§ Consegna 1
Riscrivi la parte del testo fornito che si apre con le parole contenenti "Nel ruolo dell’incallito" e si chiude con "professionale e umana.", scambiando "scommettitore" con "giocatore d'azzardo".
§ Consegna 2
Secondo il testo fornito, quale personaggio interpreta Lee Jung-jae in "The Face Reader"?

§ Testo fornito
____

Presentazione Critica

“Squid Game”, serie tv diretta nel 2021 da Hwang Dong-hyuk, è entrata lo scorso autunno nell’immaginario collettivo come una novità ma anche come la conferma dell’interesse che l’entertainment di tutto il mondo mostra per l’universo cinematografico e televisivo sud-coreano. Il volto e insieme lo spirito di questa rivoluzione è quello di Lee Jung-jae, interprete cinematografico dalla carriera fondata su una professionalità rigorosa che lo ha portato a scegliere ruoli coraggiosi e anticonformisti.
Nel ruolo dell’incallito scommettitore costretto a prestarsi alla rappresentazione di giochi infantili in cui chi sbaglia muore, Lee Jung-jae ha fatto vibrare corde molto sensibili come uomo non risolto, candido e vulnerabile. Ma questo, come tutti i grandi successi, non è casuale bensì frutto di una molteplicità di ruoli che hanno segnato, più che in altre carriere, una evoluzione professionale e umana.
È il 1994 quando Lee Jung-jae dalla moda e da qualche apparizione in tv approda al cinema con il film “The Young Man”. La storia è quella di un ragazzo che tenta di farsi strada nel mondo dello spettacolo, un romanzo di formazione sulle ambizioni sbagliate e i loro rischi e quel giovanissimo interprete mostra qualcosa che avrebbe contraddistinto i ruoli nei successivi 20 anni, e cioè la capacità di mimetizzarsi completamente in un personaggio, dargli un’impronta originale. L’occasione di canalizzare tutta la sua energia arriva nel 1998 col film “City of the Rising Sun” in cui Lee Jung-jae, insieme all’amico Jung Woo-sung, dà vita a un film energico e vitale in cui la costruzione narrativa, al cui centro stanno due ragazzi senza prospettive che finiscono sempre per trovarsi in situazioni estreme, corre perfettamente di pari passo con un’interpretazione formidabile fatta di verve, carisma e prestanza fisica. La indubbia bellezza e il fascino, che ricorda quello degli attori dell’epoca d’oro di Hollywood, insieme a una magnetica impressione di gentilezza, fanno sì che i ruoli in film romantici non tardino ad arrivare. In “An Affair” (1998, prima collaborazione col regista E J-Yong) Lee Jung-jae veste i panni di un ragazzo bello e malinconico che diviene l’interesse sentimentale della matura cognata, mentre nel cult “Il Mare” si ritroverà perdutamente innamorato e disposto a tutto per una ragazza che vive in un’altra dimensione temporale. Con “Asako in Ruby Shoes” (2000), in cui è nuovamente diretto da E J-Yong, assistiamo a una sconvolgente metamorfosi: con il personaggio del timido e sessualmente represso U-in, Lee Jung-jae dà una delle prime prove della capacità di cambiare completamente la sua immagine e, spogliatosi del carisma e della sensualità che avevano caratterizzato pressoché tutte le precedenti interpretazioni entra nel nuovo millennio e in una nuova fase della sua carriera. Dopo il tormentato poliziotto sotto copertura nel noir “New World” (2013) lo stesso anno è la volta dell’affresco storico “The Face Reader” in cui, in opposizione al protagonista Song Kang-Ho, Lee Jung-jae è il feroce principe Sooyang, un vero e proprio villain shakespeariano. L’ambiguità ritorna interpretando un enigmatico agente segreto nello spy movie di impianto corale “Assassination” (2015), per allentarsi in “Svaha: The Sixth Finger” con il ruolo di un uomo di fede.

____

§ Righe fornite
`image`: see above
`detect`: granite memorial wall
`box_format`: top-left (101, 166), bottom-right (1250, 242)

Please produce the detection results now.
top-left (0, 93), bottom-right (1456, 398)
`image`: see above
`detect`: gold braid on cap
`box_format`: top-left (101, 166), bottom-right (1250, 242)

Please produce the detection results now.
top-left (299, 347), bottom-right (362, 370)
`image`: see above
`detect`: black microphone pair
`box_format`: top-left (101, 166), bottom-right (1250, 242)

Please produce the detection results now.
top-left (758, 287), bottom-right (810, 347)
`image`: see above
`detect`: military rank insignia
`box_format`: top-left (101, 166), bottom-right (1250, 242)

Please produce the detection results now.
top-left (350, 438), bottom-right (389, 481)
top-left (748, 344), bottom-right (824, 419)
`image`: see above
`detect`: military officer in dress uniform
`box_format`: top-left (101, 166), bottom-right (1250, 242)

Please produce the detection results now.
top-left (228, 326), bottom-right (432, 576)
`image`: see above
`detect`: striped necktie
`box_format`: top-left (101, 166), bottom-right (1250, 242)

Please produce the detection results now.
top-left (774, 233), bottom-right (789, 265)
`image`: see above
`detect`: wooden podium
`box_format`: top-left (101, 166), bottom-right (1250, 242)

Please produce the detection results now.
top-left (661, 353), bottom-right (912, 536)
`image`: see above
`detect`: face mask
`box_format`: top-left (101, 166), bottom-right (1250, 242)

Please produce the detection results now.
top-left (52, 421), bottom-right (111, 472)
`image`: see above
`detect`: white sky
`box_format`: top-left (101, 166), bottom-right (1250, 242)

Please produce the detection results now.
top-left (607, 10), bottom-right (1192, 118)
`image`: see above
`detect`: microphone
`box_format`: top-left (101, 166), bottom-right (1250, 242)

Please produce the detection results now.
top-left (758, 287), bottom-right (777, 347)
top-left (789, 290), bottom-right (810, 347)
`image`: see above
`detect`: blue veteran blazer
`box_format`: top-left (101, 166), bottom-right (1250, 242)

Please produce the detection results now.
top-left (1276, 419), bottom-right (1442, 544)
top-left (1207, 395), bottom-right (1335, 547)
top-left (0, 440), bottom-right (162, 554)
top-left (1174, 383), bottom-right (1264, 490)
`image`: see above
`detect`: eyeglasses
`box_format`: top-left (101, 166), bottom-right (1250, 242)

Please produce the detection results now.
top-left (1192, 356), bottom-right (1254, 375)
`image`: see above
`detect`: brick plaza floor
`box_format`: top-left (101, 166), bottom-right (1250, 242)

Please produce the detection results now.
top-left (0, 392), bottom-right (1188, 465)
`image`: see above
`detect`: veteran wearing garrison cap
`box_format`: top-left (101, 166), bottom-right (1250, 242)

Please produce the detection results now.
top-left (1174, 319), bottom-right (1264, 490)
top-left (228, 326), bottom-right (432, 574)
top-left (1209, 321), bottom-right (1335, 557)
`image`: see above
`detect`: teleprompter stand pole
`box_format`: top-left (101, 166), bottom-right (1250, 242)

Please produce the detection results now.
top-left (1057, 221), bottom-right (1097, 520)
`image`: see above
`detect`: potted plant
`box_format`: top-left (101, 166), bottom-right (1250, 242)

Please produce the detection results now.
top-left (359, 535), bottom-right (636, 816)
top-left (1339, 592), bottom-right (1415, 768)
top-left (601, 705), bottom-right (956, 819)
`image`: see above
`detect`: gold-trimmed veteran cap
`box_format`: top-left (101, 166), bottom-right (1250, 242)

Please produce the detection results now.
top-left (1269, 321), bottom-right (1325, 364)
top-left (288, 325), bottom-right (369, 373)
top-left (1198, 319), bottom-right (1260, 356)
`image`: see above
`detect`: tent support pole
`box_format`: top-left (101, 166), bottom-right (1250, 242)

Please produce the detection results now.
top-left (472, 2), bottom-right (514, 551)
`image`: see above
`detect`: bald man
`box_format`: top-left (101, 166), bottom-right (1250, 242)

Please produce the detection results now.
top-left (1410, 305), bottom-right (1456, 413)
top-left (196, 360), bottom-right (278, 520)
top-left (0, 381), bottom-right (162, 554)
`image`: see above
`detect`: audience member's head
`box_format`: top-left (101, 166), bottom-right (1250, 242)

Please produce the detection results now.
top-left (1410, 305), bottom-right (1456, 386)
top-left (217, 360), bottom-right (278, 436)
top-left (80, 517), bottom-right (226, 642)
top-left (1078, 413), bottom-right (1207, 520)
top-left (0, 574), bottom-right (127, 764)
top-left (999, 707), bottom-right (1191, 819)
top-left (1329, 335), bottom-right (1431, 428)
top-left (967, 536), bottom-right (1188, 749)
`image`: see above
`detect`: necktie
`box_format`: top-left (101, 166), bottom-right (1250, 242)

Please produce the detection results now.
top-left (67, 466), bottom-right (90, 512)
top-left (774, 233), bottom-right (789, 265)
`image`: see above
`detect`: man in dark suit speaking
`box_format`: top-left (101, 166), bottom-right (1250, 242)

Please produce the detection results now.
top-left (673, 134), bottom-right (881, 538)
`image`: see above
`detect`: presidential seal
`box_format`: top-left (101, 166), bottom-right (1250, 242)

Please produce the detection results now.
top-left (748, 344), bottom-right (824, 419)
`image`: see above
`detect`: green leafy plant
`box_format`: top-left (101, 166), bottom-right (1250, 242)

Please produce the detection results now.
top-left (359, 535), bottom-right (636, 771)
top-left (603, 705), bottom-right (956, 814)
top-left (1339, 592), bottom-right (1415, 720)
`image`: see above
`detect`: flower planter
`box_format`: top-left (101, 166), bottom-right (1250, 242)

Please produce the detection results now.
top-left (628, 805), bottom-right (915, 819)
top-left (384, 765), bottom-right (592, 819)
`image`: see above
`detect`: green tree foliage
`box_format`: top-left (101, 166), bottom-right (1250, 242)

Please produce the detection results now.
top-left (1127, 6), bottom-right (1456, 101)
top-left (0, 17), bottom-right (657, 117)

____

§ Soluzione svolta 1
Nel ruolo dell’incallito giocatore d'azzardo costretto a prestarsi alla rappresentazione di giochi infantili in cui chi sbaglia muore, Lee Jung-jae ha fatto vibrare corde molto sensibili come uomo non risolto, candido e vulnerabile. Ma questo, come tutti i grandi successi, non è casuale bensì frutto di una molteplicità di ruoli che hanno segnato, più che in altre carriere, una evoluzione professionale e umana.

§ Soluzione svolta 2
Il feroce principe Sooyang.